(Coordinate annotation data)
— START —
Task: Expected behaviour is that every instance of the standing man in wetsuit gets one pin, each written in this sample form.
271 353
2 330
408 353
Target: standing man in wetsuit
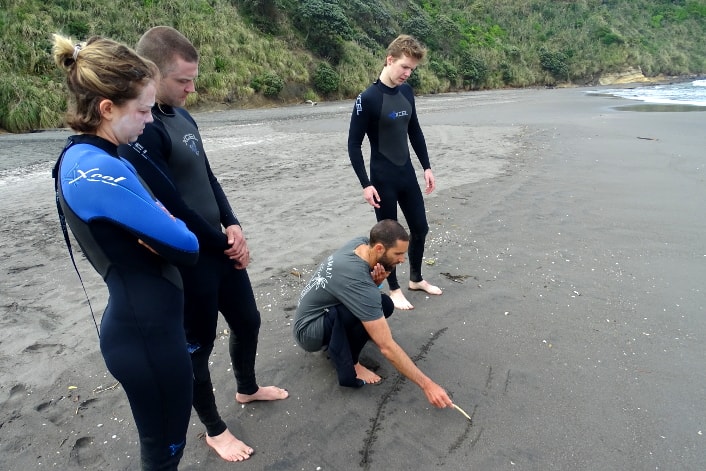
386 113
170 157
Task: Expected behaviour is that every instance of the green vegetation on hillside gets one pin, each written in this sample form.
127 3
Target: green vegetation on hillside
260 52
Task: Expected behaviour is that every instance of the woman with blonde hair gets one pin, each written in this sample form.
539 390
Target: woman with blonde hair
129 238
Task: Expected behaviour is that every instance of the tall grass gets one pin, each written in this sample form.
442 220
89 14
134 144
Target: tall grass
472 43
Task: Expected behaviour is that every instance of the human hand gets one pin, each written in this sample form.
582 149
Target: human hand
370 194
238 251
429 181
379 274
437 396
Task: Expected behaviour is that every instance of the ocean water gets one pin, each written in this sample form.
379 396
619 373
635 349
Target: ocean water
25 154
685 96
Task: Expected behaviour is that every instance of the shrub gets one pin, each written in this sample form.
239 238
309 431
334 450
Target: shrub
473 70
554 62
326 79
269 84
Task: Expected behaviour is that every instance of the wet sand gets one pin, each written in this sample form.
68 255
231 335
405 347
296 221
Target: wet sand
568 237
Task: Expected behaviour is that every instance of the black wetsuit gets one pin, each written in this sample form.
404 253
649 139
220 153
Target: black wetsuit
388 116
142 339
170 157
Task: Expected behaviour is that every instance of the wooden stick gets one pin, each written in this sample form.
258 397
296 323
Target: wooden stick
463 412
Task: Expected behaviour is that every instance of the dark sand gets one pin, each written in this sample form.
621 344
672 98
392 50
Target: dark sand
569 239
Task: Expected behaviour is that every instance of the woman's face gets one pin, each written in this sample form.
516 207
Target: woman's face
123 124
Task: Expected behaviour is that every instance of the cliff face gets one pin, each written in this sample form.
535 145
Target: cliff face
630 75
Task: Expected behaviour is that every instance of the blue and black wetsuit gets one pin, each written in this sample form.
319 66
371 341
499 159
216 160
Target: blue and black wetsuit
170 157
142 338
388 116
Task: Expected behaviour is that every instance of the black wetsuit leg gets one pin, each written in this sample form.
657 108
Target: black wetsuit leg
236 301
404 189
145 350
216 285
200 321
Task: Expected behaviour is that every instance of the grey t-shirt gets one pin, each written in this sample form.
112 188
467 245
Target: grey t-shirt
343 278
— END —
Short problem » Reproduce the data from the line containing "Task: Expected behaviour is that every instance of the grey" through the end of the data, both included, swapping "t-shirt" for "sweatshirt" and leaving everything else the same.

Worked answer »
Task: Expected behaviour is that every instance of the grey sweatshirt gets one pin, each written in this sample form.
112 188
467 245
Target: grey sweatshirt
343 278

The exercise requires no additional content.